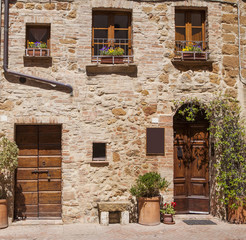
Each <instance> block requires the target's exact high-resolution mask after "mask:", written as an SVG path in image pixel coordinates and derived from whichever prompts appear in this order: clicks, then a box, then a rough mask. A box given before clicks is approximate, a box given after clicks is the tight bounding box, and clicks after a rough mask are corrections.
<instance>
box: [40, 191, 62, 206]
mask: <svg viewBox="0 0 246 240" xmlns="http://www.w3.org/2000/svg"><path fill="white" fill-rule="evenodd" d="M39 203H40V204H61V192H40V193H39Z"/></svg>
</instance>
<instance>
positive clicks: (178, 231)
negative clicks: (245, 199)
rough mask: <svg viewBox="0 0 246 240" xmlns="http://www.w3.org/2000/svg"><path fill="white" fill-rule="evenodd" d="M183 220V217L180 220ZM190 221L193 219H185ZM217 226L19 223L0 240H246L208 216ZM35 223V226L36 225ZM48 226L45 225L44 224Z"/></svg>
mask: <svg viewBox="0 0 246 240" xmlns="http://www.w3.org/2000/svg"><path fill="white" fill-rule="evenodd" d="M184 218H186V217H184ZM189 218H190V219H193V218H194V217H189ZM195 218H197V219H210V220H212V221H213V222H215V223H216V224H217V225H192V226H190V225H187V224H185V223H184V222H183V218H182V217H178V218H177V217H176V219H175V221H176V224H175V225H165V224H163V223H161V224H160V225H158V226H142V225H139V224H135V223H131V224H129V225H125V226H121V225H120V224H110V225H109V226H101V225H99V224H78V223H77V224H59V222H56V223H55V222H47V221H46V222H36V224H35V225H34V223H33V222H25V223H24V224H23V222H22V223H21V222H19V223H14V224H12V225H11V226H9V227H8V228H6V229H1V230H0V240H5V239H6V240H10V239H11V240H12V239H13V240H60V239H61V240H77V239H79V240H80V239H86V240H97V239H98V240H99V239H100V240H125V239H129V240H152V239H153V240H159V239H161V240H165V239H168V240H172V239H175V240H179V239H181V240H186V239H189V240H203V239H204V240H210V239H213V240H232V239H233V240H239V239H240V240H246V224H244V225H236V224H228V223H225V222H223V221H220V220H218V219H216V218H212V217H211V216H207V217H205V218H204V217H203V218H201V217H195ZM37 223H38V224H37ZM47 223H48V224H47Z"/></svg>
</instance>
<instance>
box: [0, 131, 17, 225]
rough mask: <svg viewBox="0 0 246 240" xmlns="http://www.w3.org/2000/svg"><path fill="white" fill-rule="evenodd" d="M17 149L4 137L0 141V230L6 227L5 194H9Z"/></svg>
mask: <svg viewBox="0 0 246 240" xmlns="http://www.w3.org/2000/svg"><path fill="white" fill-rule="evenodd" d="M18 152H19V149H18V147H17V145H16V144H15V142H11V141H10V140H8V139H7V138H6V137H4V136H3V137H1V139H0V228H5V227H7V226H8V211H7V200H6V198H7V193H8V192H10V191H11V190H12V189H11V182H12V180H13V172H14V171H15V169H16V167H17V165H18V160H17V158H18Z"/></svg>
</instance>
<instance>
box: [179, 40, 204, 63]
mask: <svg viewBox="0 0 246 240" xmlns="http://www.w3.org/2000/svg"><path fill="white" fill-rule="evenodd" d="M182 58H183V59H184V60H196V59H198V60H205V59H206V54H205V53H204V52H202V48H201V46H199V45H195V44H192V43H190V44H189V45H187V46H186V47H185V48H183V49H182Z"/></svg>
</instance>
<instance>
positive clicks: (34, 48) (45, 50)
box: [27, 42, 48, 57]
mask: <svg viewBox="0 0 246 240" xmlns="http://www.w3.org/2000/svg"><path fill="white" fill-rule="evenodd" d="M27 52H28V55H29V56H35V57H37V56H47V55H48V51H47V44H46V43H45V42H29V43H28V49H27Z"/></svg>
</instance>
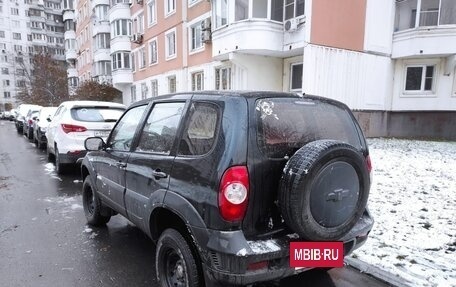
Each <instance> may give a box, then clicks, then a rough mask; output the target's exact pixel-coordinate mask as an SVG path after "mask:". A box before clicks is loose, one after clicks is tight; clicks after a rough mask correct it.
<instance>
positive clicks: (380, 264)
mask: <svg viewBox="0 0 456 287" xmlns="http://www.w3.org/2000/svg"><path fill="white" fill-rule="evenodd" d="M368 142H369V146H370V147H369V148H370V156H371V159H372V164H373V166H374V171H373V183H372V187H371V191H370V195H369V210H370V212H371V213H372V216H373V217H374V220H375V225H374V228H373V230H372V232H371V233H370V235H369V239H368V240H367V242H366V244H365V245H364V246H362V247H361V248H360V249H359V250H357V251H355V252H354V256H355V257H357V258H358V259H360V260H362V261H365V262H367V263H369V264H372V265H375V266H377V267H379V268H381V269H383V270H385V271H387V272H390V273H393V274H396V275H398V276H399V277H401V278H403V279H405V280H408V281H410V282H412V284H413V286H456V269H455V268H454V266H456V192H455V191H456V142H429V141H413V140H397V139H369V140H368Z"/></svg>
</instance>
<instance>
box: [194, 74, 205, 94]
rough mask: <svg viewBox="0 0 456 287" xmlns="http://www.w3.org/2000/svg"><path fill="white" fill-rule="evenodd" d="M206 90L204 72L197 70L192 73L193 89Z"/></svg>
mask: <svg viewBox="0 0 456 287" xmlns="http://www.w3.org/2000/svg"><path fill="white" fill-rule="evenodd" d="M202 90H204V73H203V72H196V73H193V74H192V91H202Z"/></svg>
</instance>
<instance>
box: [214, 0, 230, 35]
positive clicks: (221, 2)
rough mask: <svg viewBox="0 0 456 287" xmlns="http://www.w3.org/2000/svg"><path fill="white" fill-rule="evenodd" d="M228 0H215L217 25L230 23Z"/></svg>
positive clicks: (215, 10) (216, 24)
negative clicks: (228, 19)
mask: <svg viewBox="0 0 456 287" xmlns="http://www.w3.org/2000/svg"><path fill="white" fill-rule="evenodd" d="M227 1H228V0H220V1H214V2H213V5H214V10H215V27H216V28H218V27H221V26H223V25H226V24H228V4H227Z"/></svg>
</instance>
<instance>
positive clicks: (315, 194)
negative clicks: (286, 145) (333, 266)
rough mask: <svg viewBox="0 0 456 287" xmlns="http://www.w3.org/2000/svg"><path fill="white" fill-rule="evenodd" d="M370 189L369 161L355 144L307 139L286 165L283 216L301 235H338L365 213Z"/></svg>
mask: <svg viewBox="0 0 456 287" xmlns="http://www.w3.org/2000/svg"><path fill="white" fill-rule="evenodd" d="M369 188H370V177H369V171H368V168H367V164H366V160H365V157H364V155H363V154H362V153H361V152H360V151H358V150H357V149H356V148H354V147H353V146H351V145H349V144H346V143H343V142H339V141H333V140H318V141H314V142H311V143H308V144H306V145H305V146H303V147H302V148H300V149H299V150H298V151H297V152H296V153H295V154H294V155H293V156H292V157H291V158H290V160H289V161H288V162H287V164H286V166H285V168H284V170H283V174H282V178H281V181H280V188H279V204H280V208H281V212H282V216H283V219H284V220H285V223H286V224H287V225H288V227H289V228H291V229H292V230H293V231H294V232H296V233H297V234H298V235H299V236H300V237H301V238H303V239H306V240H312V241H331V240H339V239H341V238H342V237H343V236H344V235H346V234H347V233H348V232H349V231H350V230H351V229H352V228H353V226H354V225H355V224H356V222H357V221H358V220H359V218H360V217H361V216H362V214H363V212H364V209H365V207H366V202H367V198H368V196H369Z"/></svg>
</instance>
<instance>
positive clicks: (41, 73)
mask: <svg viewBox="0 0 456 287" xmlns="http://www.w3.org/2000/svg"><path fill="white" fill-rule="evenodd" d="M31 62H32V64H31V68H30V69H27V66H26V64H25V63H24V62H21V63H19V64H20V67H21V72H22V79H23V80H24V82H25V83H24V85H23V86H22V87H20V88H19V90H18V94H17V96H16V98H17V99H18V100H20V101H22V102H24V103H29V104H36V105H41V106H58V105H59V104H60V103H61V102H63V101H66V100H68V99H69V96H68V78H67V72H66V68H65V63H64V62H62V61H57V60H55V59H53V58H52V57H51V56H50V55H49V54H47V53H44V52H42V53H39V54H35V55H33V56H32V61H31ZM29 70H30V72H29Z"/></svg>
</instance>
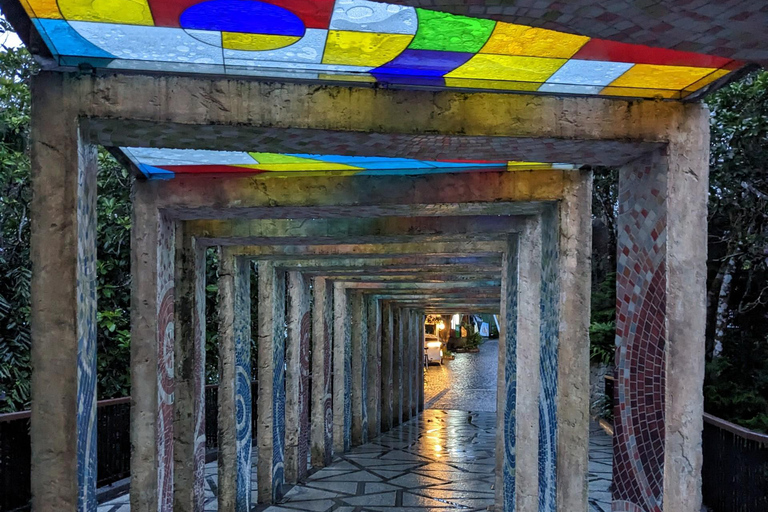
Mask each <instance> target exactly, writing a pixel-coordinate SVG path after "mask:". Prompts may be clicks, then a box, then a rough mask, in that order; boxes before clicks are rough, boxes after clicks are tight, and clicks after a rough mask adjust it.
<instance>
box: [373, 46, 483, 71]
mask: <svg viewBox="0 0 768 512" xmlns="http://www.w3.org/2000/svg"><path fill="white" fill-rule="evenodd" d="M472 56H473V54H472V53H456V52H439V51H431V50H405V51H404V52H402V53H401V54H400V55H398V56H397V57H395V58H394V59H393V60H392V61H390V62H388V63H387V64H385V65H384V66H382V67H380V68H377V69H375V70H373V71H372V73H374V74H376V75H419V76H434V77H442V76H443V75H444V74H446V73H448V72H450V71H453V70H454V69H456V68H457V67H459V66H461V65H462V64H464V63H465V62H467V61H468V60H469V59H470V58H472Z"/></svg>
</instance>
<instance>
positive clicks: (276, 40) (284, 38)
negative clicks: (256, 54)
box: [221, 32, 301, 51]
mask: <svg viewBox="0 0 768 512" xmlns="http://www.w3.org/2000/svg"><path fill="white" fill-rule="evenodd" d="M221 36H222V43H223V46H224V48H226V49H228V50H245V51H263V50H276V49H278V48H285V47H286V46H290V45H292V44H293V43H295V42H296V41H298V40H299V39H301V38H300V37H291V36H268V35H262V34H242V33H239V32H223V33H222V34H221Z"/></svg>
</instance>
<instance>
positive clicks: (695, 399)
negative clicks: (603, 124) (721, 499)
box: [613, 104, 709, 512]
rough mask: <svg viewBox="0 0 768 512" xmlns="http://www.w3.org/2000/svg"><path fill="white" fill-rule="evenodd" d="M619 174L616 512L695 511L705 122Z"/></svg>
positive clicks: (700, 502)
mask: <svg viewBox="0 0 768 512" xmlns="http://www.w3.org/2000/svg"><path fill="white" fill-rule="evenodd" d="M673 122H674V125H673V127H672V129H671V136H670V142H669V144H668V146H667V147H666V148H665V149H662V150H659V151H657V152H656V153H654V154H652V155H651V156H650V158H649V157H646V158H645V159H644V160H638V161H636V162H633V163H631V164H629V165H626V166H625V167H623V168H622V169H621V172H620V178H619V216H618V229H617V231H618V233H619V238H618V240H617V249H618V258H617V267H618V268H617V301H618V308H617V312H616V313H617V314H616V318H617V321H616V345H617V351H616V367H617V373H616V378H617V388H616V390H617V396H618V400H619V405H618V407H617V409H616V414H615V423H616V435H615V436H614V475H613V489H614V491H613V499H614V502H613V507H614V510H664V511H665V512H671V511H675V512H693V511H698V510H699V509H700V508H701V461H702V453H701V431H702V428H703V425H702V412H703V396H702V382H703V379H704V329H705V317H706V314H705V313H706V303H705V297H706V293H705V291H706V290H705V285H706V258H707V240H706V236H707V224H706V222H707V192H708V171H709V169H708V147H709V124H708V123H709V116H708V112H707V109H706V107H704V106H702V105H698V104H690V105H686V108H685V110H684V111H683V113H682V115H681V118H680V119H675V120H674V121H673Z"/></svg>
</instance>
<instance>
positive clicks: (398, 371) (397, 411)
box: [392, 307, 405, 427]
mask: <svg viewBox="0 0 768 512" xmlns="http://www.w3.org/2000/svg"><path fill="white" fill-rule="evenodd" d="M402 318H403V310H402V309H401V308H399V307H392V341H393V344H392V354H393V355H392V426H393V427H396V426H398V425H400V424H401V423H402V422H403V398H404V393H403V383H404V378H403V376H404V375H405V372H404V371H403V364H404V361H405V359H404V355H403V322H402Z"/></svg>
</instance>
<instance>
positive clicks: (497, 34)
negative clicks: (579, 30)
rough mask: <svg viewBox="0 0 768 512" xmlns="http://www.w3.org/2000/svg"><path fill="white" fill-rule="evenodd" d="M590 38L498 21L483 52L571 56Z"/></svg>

......

What you have to do
Would you copy each line of the records that contains "before"?

Answer below
Each <instance> block requires the target's exact high-resolution mask after "mask:", written as an SVG path in image pixel coordinates and derived from whichever prompts appear in this order: clicks, then a box, then a rough mask. A box given before clicks is approximate, a box given after clicks is the tight bounding box, and clicks after a rough mask are corrections.
Each <instance> may give a box, then clicks, then a rough mask; output the target's exact pixel-coordinate mask as an SVG path after "mask:". A box before clicks is loose, one after clicks is tight; clicks after a rough mask correct it.
Mask each <instance> target exactly, writing a pixel-coordinate SVG path after "mask:". Prompts may be clicks, then a box, then a rough mask, in that order; boxes before clicks are rough, boxes after clicks are tight, and clicks after a rough mask adjust it.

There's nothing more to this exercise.